- _Problem to work on_
Return every line of the data below that contains the string "window", copying each one in full.

(Stored items)
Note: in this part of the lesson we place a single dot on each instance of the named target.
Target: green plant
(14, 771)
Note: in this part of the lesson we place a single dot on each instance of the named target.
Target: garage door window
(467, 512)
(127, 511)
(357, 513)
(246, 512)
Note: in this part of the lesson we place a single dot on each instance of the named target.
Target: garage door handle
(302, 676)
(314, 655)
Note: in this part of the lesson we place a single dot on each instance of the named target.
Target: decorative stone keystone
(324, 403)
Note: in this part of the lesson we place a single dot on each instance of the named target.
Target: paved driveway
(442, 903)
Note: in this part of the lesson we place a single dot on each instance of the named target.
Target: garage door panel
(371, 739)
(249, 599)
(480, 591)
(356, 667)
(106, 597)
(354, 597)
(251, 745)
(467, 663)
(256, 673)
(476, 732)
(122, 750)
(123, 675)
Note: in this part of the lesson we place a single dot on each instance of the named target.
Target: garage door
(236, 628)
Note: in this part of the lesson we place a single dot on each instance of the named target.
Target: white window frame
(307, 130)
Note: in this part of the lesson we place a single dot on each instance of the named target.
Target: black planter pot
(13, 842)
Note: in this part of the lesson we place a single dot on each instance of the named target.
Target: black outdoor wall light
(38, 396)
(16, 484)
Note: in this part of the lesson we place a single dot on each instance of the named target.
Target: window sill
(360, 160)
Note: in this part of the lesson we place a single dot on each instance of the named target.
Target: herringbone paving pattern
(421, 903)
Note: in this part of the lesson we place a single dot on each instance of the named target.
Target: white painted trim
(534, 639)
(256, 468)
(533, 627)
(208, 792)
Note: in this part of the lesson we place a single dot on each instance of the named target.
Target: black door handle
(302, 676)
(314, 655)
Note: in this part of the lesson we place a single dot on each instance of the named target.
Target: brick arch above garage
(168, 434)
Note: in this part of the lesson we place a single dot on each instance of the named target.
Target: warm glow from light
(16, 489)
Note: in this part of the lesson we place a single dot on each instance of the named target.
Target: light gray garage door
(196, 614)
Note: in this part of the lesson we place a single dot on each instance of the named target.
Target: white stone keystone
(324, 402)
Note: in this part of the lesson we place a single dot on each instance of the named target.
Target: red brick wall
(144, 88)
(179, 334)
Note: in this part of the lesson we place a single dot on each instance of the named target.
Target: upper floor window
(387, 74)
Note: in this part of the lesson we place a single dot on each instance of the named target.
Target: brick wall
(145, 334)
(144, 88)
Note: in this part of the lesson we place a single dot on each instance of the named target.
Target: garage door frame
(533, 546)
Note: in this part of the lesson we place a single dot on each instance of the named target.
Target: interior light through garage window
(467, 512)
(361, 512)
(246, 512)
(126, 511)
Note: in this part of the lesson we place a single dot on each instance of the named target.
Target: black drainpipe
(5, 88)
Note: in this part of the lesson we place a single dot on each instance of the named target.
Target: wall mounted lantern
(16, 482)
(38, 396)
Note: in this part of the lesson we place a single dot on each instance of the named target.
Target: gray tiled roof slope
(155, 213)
* * *
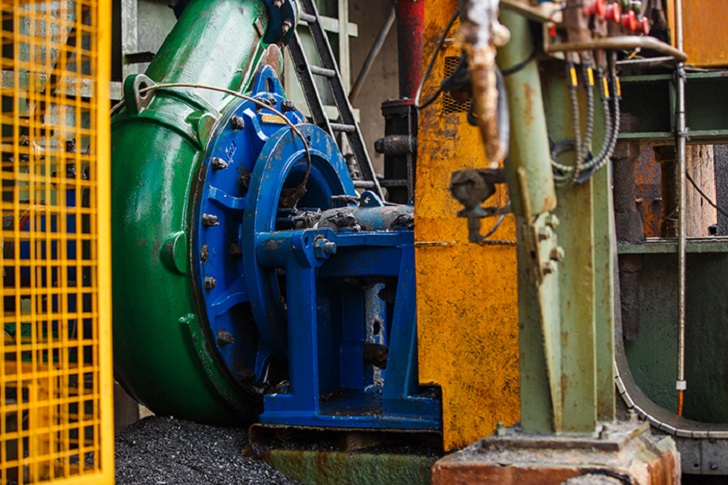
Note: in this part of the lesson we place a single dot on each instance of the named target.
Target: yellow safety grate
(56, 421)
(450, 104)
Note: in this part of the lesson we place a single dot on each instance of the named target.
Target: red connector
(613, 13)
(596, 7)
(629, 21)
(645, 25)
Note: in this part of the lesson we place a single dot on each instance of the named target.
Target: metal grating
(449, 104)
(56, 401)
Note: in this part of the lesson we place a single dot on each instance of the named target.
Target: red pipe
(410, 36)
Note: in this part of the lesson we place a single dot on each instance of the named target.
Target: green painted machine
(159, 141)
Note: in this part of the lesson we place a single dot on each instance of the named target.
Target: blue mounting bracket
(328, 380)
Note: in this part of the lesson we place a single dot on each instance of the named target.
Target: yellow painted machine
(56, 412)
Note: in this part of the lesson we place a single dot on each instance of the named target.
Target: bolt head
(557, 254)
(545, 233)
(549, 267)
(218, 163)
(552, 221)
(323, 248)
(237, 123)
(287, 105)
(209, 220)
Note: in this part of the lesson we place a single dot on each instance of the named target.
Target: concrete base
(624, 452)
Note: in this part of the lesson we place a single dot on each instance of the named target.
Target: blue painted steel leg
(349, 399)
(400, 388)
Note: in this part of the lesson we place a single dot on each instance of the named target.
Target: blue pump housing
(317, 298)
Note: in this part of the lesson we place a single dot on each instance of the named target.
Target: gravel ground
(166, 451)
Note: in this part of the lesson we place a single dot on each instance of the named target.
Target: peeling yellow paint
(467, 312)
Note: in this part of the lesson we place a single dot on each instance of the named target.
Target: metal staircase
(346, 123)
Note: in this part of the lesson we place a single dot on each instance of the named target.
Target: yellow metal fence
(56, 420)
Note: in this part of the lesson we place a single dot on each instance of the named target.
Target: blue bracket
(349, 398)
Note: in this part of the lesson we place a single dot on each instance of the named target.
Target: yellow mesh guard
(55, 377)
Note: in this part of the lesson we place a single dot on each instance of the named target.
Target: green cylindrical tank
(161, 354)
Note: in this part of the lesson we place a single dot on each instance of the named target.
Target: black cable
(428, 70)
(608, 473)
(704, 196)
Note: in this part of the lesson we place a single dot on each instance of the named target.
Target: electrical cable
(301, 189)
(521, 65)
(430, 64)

- _Answer below_
Target: garage door window
Target: white window frame
Target: window sill
Target: upper floor window
Target: interior light through garage window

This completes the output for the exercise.